** BEGIN Source extract **
Absolutely perfect. Maybe you should add that I'm a cappuccino addict, so I really love coffee, and that's all the name e-commerce coffee break podcast comes from.

Speaker 2:

I love coffee. I like coffee too. I don't know why, but coffee doesn't love me. But again, thank you, and Klaus and I met a little while ago and I actually was a guest on his show, and so thank you for that. That was a lot of fun. One thing that we talked about, that we want to talk about some more, is the benefits of having a Shopify site and an Amazon business. It used to be I don't want to sell my stuff on Amazon because I want to sell my stuff direct on my own Shopify site or my own direct to consumer site, whatever platform you were on. But then there were the folks that are on Amazon and it was just oh, this is going to be a heavy lift to do my own direct to consumer business. But the two actually work together incredibly well and Amazon friend or foe is trying to actually make it more integrated. So what are your thoughts on the latest and greatest class?

Speaker 3:

I think it's a really good development that has just happened there, with Amazon Shopify working together. If you have asked me two years ago, I would say they're not really their competitors and they're not really interested in doing this, but I think the cooperation was specifically with Bivis Prime that just came up, I think opens a lot of opportunities for sellers out there.

Speaker 2:

Yeah, I mean, and so they now have, and it wasn't something that all Amazon sellers could do. But now, if you have a Shopify site, I believe all Shopify sellers could also use the Shopify and Amazon app if they're using Buy with Prime, and Buy with Prime is a way that a Shopify seller could put an Amazon Buy with Prime button on. Customer could click on it, pay with. That Doesn't mean they don't have the opportunity to pay with their own MasterCard or some other payment source, but it's another source, an alternative source, where customers, if they want, could use their Amazon account and use it to pay for their goods on your Shopify site and, at the same time, if you want and you've elected, amazon will ship it in a brown box to the end user or to the customer for you. So I think it's really, really cool. What have you learned? And people you're working with that they enjoying this or not, because I've heard really good things.
** END Source extract **
** BEGIN Information shown **
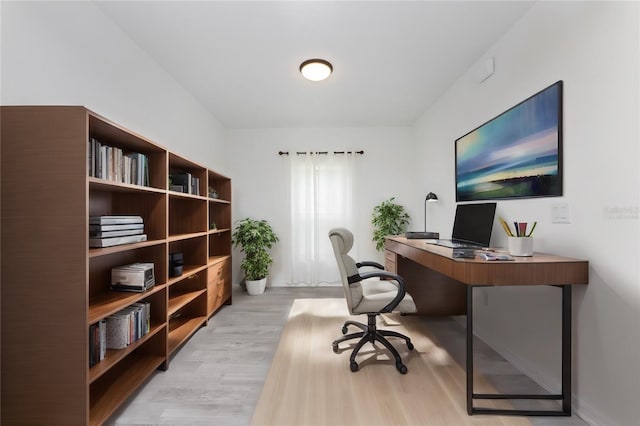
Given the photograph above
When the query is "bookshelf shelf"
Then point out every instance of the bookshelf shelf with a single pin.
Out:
(69, 289)
(181, 329)
(111, 391)
(179, 301)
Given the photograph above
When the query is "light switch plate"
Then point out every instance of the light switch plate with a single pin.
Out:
(560, 213)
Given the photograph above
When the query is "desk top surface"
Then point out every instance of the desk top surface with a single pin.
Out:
(539, 269)
(448, 252)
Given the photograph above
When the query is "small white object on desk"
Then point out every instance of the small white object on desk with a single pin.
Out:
(520, 246)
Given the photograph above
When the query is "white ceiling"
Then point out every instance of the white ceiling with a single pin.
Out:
(240, 59)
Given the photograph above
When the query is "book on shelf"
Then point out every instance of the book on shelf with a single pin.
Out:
(116, 241)
(134, 277)
(113, 163)
(97, 342)
(128, 325)
(114, 220)
(185, 182)
(116, 227)
(109, 234)
(118, 330)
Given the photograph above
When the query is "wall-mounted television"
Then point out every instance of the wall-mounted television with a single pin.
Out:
(517, 154)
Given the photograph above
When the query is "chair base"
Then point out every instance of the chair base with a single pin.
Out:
(370, 334)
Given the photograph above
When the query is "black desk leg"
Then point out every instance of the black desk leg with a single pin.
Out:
(470, 349)
(565, 395)
(566, 349)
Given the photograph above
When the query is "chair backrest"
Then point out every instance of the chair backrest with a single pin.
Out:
(342, 241)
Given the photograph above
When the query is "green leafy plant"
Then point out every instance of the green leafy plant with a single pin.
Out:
(255, 237)
(389, 218)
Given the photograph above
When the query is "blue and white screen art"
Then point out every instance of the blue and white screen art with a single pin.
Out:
(517, 154)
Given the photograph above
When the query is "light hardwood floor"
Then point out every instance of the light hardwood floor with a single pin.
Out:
(216, 378)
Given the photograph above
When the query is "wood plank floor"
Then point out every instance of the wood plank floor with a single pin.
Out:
(217, 377)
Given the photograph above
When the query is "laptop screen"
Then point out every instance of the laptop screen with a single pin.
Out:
(474, 222)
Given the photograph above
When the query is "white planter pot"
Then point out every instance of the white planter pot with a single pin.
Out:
(256, 287)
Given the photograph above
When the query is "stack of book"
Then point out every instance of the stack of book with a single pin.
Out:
(107, 231)
(185, 182)
(119, 330)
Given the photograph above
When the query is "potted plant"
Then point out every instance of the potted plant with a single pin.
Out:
(255, 238)
(389, 218)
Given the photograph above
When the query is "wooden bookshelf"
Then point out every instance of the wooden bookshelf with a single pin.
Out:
(55, 287)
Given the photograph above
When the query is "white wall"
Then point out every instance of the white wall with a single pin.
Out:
(261, 180)
(594, 48)
(70, 53)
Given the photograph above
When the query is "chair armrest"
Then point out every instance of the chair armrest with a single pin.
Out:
(369, 263)
(393, 277)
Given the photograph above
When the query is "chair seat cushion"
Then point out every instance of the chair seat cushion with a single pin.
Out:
(376, 294)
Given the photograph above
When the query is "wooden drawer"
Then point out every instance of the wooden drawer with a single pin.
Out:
(390, 261)
(218, 284)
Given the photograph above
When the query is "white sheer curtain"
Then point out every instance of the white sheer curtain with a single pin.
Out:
(321, 198)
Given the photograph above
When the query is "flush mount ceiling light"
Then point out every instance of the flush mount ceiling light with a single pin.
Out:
(316, 69)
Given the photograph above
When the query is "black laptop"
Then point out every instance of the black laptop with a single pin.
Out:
(472, 226)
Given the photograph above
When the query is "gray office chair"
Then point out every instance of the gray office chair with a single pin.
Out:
(367, 294)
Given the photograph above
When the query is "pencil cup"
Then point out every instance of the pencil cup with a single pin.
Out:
(520, 246)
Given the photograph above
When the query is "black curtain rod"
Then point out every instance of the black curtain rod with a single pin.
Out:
(320, 152)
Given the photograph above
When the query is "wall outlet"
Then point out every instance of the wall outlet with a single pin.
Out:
(560, 213)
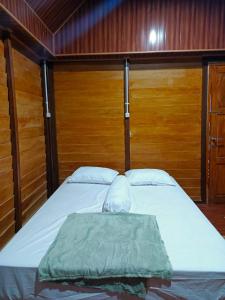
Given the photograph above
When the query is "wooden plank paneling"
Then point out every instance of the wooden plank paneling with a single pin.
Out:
(141, 26)
(26, 17)
(54, 12)
(31, 133)
(89, 119)
(7, 218)
(166, 123)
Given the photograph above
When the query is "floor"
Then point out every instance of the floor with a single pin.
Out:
(216, 214)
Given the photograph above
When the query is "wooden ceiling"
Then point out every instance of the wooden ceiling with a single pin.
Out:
(54, 12)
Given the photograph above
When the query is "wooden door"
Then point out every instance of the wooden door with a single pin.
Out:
(216, 135)
(29, 102)
(165, 107)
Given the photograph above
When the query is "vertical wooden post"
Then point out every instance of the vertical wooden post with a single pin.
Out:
(14, 130)
(126, 115)
(50, 128)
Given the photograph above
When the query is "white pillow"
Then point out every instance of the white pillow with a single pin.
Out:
(118, 198)
(93, 175)
(149, 177)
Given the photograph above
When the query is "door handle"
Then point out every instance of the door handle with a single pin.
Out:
(218, 142)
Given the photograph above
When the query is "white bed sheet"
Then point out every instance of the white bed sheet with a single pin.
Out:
(196, 250)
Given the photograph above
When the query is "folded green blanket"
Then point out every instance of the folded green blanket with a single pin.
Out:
(96, 246)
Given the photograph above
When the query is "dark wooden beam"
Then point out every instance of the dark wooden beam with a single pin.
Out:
(14, 129)
(50, 129)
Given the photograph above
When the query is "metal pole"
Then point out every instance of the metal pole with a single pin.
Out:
(126, 89)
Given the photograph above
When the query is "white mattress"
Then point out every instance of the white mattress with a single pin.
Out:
(196, 250)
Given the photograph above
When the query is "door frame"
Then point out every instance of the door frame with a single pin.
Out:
(207, 106)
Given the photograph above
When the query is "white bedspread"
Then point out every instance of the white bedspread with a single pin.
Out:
(196, 250)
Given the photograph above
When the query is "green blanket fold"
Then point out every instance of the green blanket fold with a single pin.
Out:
(96, 246)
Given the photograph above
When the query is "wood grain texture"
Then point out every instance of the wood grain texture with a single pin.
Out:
(14, 131)
(165, 123)
(21, 11)
(89, 119)
(54, 12)
(140, 25)
(216, 134)
(7, 218)
(31, 133)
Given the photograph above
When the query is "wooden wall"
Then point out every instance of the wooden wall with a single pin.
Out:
(141, 25)
(89, 118)
(29, 103)
(7, 222)
(26, 17)
(165, 123)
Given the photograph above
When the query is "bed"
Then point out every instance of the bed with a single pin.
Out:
(195, 248)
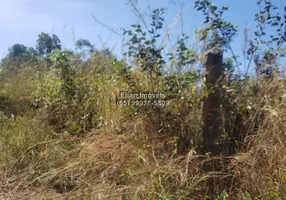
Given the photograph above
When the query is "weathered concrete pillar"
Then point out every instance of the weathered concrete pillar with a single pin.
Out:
(212, 114)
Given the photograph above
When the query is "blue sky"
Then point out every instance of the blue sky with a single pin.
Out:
(22, 20)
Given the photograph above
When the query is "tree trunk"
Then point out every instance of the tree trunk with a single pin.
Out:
(212, 114)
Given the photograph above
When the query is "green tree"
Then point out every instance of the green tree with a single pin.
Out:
(46, 45)
(17, 50)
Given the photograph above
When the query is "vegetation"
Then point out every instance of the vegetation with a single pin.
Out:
(66, 132)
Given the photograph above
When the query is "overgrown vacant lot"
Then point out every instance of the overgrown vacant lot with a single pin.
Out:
(67, 132)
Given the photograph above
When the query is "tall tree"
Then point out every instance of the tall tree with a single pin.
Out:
(46, 45)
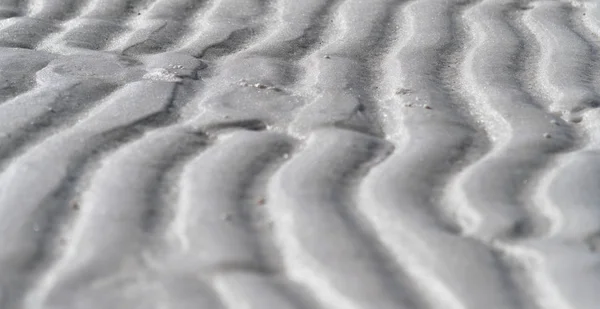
** END Information shown **
* [What to work on]
Pick up the podcast transcript about selling through both Shopify and Amazon where it leaves off, and continue it.

* [Exercise result]
Speaker 3:

And definitely there's a lot of benefits to it. I mean, obviously you get a higher conversion rate overall. There's millions of people out there having an Amazon Prime account and for them it's just very convenient to check out with the account they already have, so don't need to type in all the details again. And also it's a trust building factor. I mean people trust Amazon. Amazon is around for a long time and if you're trying to shop at a brand that you don't know, that you haven't heard about, but you're interested in a product and you see that you can check out with Amazon Prime, most likely you will do so because you trust that Amazon has sort of verified this brand and it just helps you with building your brand, your business, on a completely different level that you were able in the past.

Speaker 2:

I mean it's a great point. I mean the conversion is definitely better, especially when you're a standalone shopping site. Customers maybe they find you on Google, maybe they find you at retail, but they go to your site but they're not prepared to buy from your site. There's something that maybe makes them a little nervous. The Amazon factor really helps a lot because they know Amazon will be behind the purchase and they have all the rights of a Prime user. So I think conversion rate for sure. We've tested it with a few different brands and the Amazon experience definitely provided a higher conversion rate.

Speaker 3:

Yeah, I totally agree. I mean you have this easy check out, then you have one or two days shipping, free returns, so all of these things are done with Amazon Prime and as a Shopify merchants, and that's I think that's one. The biggest advantage now that you didn't have in the past is you can still collect the data of your customer, so it's not just like Amazon, where Amazon unfortunately holds most of the data, which does not really help you with your marketing unless you use Amazon as a marketing platform, but you keep the data, but you get the advantages of fast fulfillment, free returns and so on, so forth. So overall, I think it's a great deal that the two have made there and I can see that a lot of specifically small and medium enterprises that are on Shopify and have used Amazon as a secondary platform now can have or create this kind of synergy effect by having these two platforms in one go, in one checkout.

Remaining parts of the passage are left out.